[Image region labeling entries]
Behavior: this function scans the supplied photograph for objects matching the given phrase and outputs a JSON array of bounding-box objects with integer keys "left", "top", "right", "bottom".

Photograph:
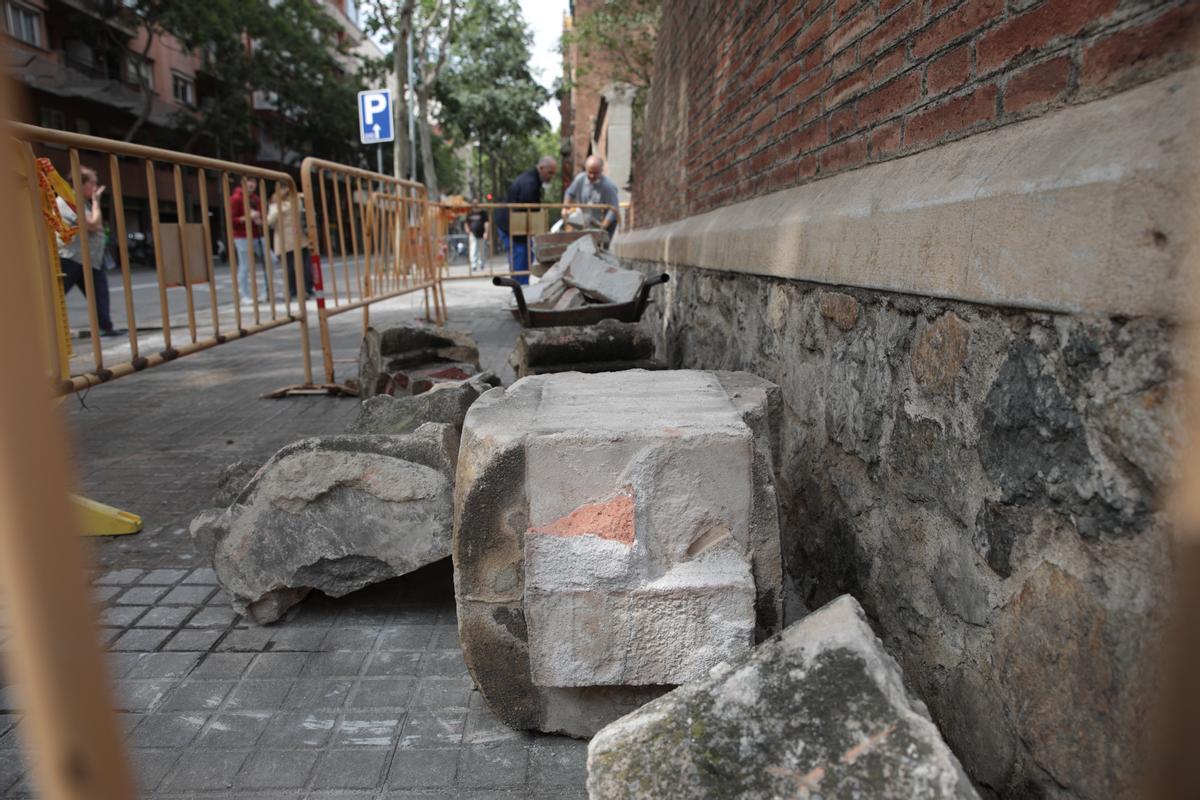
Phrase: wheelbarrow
[{"left": 492, "top": 272, "right": 671, "bottom": 327}]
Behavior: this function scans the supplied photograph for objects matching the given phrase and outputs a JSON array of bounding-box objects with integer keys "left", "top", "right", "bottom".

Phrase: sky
[{"left": 521, "top": 0, "right": 566, "bottom": 131}]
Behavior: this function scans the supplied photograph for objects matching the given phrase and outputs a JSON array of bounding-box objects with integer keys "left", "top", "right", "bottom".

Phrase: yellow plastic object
[{"left": 71, "top": 494, "right": 142, "bottom": 536}]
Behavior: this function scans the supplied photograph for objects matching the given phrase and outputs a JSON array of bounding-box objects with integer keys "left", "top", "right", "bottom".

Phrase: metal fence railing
[
  {"left": 8, "top": 124, "right": 312, "bottom": 393},
  {"left": 300, "top": 158, "right": 445, "bottom": 386}
]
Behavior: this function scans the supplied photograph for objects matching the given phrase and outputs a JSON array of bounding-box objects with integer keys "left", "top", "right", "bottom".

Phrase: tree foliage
[{"left": 436, "top": 0, "right": 553, "bottom": 196}]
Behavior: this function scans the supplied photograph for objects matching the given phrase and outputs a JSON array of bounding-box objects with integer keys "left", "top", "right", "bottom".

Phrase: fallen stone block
[
  {"left": 345, "top": 372, "right": 500, "bottom": 434},
  {"left": 454, "top": 371, "right": 782, "bottom": 736},
  {"left": 509, "top": 319, "right": 664, "bottom": 378},
  {"left": 359, "top": 325, "right": 479, "bottom": 398},
  {"left": 204, "top": 423, "right": 458, "bottom": 624},
  {"left": 588, "top": 595, "right": 978, "bottom": 800}
]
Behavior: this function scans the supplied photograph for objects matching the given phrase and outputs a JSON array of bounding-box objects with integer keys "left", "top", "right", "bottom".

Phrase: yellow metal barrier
[
  {"left": 8, "top": 122, "right": 312, "bottom": 393},
  {"left": 280, "top": 158, "right": 445, "bottom": 396}
]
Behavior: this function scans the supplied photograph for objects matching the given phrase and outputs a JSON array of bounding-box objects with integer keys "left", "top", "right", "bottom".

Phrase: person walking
[
  {"left": 496, "top": 156, "right": 558, "bottom": 285},
  {"left": 266, "top": 184, "right": 312, "bottom": 297},
  {"left": 563, "top": 156, "right": 620, "bottom": 239},
  {"left": 229, "top": 178, "right": 271, "bottom": 302},
  {"left": 55, "top": 167, "right": 125, "bottom": 336},
  {"left": 467, "top": 203, "right": 488, "bottom": 272}
]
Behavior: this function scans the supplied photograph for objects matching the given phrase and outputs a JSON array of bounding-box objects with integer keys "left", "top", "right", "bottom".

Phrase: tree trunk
[
  {"left": 391, "top": 0, "right": 415, "bottom": 178},
  {"left": 416, "top": 91, "right": 442, "bottom": 200}
]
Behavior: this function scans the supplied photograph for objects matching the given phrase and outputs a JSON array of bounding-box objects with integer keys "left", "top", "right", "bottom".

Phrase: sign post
[{"left": 359, "top": 89, "right": 396, "bottom": 173}]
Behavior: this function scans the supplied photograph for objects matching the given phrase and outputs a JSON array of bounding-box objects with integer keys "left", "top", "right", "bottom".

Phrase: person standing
[
  {"left": 496, "top": 156, "right": 558, "bottom": 285},
  {"left": 266, "top": 184, "right": 312, "bottom": 297},
  {"left": 467, "top": 203, "right": 488, "bottom": 272},
  {"left": 563, "top": 156, "right": 620, "bottom": 239},
  {"left": 55, "top": 167, "right": 125, "bottom": 336},
  {"left": 229, "top": 178, "right": 271, "bottom": 302}
]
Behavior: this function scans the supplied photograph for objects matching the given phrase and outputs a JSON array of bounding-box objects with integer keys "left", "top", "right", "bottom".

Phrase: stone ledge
[{"left": 613, "top": 68, "right": 1200, "bottom": 317}]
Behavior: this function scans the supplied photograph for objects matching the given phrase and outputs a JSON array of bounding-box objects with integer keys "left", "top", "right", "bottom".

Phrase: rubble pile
[
  {"left": 514, "top": 236, "right": 644, "bottom": 311},
  {"left": 588, "top": 595, "right": 978, "bottom": 800},
  {"left": 454, "top": 371, "right": 782, "bottom": 736},
  {"left": 359, "top": 325, "right": 479, "bottom": 398}
]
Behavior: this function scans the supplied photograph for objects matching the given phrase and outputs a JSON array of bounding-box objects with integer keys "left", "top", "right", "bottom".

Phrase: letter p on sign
[{"left": 359, "top": 89, "right": 396, "bottom": 144}]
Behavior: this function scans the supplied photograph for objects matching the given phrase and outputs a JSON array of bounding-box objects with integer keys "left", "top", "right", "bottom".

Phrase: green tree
[{"left": 436, "top": 0, "right": 550, "bottom": 196}]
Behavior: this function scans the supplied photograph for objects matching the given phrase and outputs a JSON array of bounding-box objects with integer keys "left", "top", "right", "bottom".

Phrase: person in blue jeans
[{"left": 496, "top": 156, "right": 558, "bottom": 285}]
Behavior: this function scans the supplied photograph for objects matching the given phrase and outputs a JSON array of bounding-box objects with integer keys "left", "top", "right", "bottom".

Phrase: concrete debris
[
  {"left": 509, "top": 319, "right": 665, "bottom": 378},
  {"left": 588, "top": 595, "right": 978, "bottom": 800},
  {"left": 359, "top": 325, "right": 479, "bottom": 398},
  {"left": 348, "top": 372, "right": 500, "bottom": 435},
  {"left": 512, "top": 236, "right": 646, "bottom": 311},
  {"left": 192, "top": 424, "right": 458, "bottom": 624},
  {"left": 454, "top": 371, "right": 782, "bottom": 736}
]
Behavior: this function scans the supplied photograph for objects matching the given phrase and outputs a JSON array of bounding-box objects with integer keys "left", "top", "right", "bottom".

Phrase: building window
[
  {"left": 125, "top": 53, "right": 154, "bottom": 90},
  {"left": 5, "top": 0, "right": 42, "bottom": 47},
  {"left": 41, "top": 107, "right": 67, "bottom": 131},
  {"left": 170, "top": 72, "right": 196, "bottom": 106}
]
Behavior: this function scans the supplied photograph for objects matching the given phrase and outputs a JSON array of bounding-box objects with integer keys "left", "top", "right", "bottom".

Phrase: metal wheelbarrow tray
[{"left": 492, "top": 272, "right": 671, "bottom": 327}]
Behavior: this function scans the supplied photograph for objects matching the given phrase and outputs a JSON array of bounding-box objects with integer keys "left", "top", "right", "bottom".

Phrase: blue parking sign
[{"left": 359, "top": 89, "right": 396, "bottom": 144}]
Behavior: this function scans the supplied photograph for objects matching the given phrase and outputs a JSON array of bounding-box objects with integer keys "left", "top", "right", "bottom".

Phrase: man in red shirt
[{"left": 229, "top": 178, "right": 271, "bottom": 302}]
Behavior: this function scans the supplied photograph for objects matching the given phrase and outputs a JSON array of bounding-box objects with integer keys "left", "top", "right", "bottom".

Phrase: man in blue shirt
[
  {"left": 496, "top": 156, "right": 558, "bottom": 285},
  {"left": 563, "top": 156, "right": 620, "bottom": 239}
]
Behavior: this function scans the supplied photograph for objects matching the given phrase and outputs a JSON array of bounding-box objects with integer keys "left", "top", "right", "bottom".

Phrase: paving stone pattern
[{"left": 0, "top": 282, "right": 587, "bottom": 800}]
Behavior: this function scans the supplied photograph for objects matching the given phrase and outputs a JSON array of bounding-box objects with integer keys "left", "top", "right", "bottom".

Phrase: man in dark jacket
[{"left": 496, "top": 156, "right": 558, "bottom": 284}]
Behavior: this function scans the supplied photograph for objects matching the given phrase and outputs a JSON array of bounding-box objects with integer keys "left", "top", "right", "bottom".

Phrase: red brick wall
[{"left": 634, "top": 0, "right": 1200, "bottom": 227}]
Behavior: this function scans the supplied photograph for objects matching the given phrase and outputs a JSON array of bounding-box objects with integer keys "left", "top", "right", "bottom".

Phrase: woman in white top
[{"left": 266, "top": 184, "right": 312, "bottom": 297}]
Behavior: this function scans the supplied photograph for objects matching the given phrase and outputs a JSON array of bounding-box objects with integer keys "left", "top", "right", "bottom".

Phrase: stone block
[
  {"left": 588, "top": 595, "right": 978, "bottom": 800},
  {"left": 359, "top": 325, "right": 479, "bottom": 398},
  {"left": 454, "top": 371, "right": 782, "bottom": 735},
  {"left": 193, "top": 423, "right": 458, "bottom": 624}
]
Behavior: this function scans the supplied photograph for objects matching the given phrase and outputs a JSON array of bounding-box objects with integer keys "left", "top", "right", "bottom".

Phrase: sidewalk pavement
[{"left": 0, "top": 281, "right": 587, "bottom": 800}]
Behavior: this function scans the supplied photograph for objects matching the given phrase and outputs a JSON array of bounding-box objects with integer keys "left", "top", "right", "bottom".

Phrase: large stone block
[
  {"left": 588, "top": 595, "right": 978, "bottom": 800},
  {"left": 204, "top": 423, "right": 458, "bottom": 624},
  {"left": 454, "top": 371, "right": 782, "bottom": 735}
]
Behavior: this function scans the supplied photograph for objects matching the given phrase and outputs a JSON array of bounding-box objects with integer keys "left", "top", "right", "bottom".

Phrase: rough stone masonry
[{"left": 454, "top": 371, "right": 781, "bottom": 736}]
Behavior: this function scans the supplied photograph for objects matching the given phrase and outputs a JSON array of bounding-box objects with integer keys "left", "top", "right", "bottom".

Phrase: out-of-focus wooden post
[{"left": 0, "top": 83, "right": 133, "bottom": 800}]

_Exercise details:_
List every line in the records above that contains the string "wheelbarrow". Case counts.

_Full output:_
Phrase: wheelbarrow
Phrase: metal wheelbarrow tray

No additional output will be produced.